- [Activity 1]:
Decide whether each statement below agrees with the text about the writer's father. For each of (a), (b), and (c), answer yes or no and quote the exact words of the text that settle it.
(a) The writer's brother is six years older than the writer.
(b) The nurse called the writer on a Friday morning.
(c) During the visit the day before, the father read a newspaper.
- [Activity 2]:
Reproduce the passage of the text about the writer's father that begins at the words "MY FATHER PASSED" and ends after the words "missing will stay.".

[[ Text provided, beginning ]]

MY FATHER PASSED AWAY (4.7.)

It was a beautiful spring day, sunrays of sun did fling surface of ice. Hopefully my father watched the sky and tuned his glider.

Father never told anyone that past few years took the forces from him. Didn’t even ask to understand that he only wanted to fly above the blue sky. Father sailed, my missing will stay.

The last fly, so fine, so tender. Balmy winds walked father to voyage. He was free like dragonfly, flight from where he never returned.

Father never had time to tell us what had in his mind. Still I know the everlasting missing. Those feelings I feel too.

Winds carried he for a while. He was free, then keeped a verge of heaven. Suddenly he flyed to the light, to the heaven he went, clouds so white, at least I hope so.

The last fly, so fine, so tender. Balmy winds walked father to voyage. He was free like dragonfly, flight from where he never returned.

The last fly, so fine, so tender. The sun with beams golden memories. He was free like dragonfly. Father flyed with winds away. I think it must be so, my tears will stay. I think it must be so, (must be so). I let it be so.

In my family we had four of us (my 75-year old mom, few years younger dad and big brother who’s 6 years older than me). We have been tight team together but it’s only three of us left anymore. The cancer took my father away so there’s one less of us now. It’s hard to understand that he is gone forever and never comes back.

The nurse called me at thursday morning and said that it’s time to come to see my dad so I went there right after my work. (Luckily I had very short workday and my customer let me go even earlier when she heard that my father is weak). I was so surprised cause the previous day I went to see him, he was ok. He ate sweats like normally and he did read a newspaper like he always did. Then we also met some therapy dog which walked around the hospital. It was so cute black lab!

[[ Text provided, end ]]
[[ Dataset records, beginning ]]

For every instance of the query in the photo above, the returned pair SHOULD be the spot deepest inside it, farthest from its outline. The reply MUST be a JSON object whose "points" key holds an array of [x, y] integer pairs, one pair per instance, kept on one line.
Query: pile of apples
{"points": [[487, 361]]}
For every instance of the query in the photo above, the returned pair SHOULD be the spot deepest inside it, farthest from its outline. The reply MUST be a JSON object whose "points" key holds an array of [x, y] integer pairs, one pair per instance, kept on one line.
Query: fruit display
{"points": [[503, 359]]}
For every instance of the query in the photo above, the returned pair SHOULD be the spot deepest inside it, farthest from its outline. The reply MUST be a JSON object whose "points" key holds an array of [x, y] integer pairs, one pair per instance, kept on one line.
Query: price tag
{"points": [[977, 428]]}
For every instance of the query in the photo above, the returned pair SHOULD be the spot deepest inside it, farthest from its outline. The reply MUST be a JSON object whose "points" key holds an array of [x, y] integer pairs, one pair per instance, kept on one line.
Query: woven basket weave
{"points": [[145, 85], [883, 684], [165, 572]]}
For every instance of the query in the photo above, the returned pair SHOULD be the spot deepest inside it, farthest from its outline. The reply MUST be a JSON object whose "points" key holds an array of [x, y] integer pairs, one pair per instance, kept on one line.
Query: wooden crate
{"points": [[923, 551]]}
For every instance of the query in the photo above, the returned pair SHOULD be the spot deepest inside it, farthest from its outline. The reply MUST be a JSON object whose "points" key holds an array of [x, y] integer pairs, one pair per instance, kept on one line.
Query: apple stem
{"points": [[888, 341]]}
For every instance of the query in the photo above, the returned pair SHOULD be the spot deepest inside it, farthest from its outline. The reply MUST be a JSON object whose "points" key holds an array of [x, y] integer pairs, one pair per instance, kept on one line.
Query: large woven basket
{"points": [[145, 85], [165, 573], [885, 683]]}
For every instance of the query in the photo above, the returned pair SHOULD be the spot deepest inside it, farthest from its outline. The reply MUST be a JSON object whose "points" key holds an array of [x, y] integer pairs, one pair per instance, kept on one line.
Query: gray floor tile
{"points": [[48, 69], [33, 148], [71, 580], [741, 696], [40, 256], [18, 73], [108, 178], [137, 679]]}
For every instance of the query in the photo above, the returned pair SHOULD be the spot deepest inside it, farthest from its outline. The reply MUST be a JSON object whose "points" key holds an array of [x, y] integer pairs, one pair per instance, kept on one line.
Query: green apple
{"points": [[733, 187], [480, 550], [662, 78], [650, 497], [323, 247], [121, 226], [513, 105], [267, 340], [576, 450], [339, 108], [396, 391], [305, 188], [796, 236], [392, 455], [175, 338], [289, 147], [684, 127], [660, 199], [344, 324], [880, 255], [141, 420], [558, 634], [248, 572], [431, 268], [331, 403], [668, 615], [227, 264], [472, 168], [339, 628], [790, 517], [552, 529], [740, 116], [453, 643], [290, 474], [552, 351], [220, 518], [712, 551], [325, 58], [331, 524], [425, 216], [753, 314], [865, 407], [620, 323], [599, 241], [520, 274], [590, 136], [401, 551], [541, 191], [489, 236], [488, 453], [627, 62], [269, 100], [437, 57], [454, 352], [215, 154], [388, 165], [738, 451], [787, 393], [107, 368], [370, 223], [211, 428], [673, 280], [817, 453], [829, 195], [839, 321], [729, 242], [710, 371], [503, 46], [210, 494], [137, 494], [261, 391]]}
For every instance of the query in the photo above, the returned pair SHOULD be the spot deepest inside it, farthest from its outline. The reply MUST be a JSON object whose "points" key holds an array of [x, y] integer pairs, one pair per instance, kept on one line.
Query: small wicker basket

[[ Dataset records, end ]]

- [Expected answer 1]:
(a) Yes: "big brother who’s 6 years older than me"
(b) No: "The nurse called me at thursday morning"
(c) Yes: "he did read a newspaper like he always did"

- [Expected answer 2]:
MY FATHER PASSED AWAY (4.7.)

It was a beautiful spring day, sunrays of sun did fling surface of ice. Hopefully my father watched the sky and tuned his glider.

Father never told anyone that past few years took the forces from him. Didn’t even ask to understand that he only wanted to fly above the blue sky. Father sailed, my missing will stay.